YOUR GOAL:
Repeat the listing word for word, but skip any pictures.

DATA SECTION:
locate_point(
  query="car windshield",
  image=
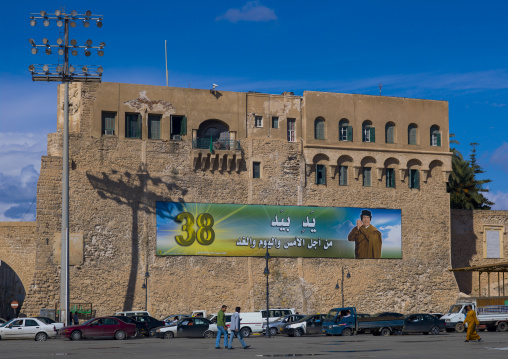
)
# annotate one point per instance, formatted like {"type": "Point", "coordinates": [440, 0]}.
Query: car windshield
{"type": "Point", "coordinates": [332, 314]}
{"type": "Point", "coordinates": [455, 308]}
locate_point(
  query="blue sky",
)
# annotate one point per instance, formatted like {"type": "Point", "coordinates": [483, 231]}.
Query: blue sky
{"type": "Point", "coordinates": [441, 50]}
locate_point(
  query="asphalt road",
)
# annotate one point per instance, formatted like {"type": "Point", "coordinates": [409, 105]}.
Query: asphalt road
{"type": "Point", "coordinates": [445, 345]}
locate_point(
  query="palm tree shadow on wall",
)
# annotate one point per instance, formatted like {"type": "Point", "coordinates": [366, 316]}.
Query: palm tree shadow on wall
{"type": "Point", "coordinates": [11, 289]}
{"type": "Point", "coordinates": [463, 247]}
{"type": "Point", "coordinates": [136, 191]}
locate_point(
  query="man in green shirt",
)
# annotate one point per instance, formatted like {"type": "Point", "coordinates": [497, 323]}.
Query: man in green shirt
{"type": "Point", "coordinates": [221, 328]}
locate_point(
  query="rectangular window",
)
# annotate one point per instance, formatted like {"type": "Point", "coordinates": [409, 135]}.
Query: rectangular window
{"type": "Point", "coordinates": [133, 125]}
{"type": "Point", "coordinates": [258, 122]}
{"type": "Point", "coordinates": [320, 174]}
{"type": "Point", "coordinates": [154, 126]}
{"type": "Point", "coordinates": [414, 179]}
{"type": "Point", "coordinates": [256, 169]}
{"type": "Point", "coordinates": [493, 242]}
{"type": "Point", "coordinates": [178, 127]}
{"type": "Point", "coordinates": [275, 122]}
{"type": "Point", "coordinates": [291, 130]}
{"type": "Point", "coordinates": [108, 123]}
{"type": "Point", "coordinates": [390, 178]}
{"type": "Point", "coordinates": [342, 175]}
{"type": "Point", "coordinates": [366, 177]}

TASK SOLUTION:
locate_point(
  query="car windshield",
  image=
)
# annotate one point per instance, formatted like {"type": "Point", "coordinates": [440, 0]}.
Query: car windshield
{"type": "Point", "coordinates": [332, 314]}
{"type": "Point", "coordinates": [455, 308]}
locate_point(
  query="blue sky",
)
# annotate one point per instance, formatted like {"type": "Point", "coordinates": [483, 231]}.
Query: blue sky
{"type": "Point", "coordinates": [441, 50]}
locate_point(
  query="asphalt road",
)
# annotate one point per instance, formatted like {"type": "Point", "coordinates": [409, 105]}.
Query: asphalt road
{"type": "Point", "coordinates": [445, 345]}
locate_point(
  query="palm tree shadow on wall",
)
# annotate one point per instance, formatted like {"type": "Point", "coordinates": [366, 316]}.
Query: palm tree shadow on wall
{"type": "Point", "coordinates": [11, 289]}
{"type": "Point", "coordinates": [463, 247]}
{"type": "Point", "coordinates": [136, 191]}
locate_point(
  query="man in green shirt",
)
# annotate one point per instance, formatted like {"type": "Point", "coordinates": [497, 323]}.
Query: man in green shirt
{"type": "Point", "coordinates": [221, 328]}
locate_point(
  query="rectangular window",
)
# annotate one point per instance, formatted like {"type": "Point", "coordinates": [409, 135]}.
Query: rectangular window
{"type": "Point", "coordinates": [133, 125]}
{"type": "Point", "coordinates": [258, 122]}
{"type": "Point", "coordinates": [320, 174]}
{"type": "Point", "coordinates": [154, 126]}
{"type": "Point", "coordinates": [414, 179]}
{"type": "Point", "coordinates": [256, 169]}
{"type": "Point", "coordinates": [493, 242]}
{"type": "Point", "coordinates": [178, 127]}
{"type": "Point", "coordinates": [275, 122]}
{"type": "Point", "coordinates": [291, 130]}
{"type": "Point", "coordinates": [108, 123]}
{"type": "Point", "coordinates": [390, 178]}
{"type": "Point", "coordinates": [342, 175]}
{"type": "Point", "coordinates": [366, 177]}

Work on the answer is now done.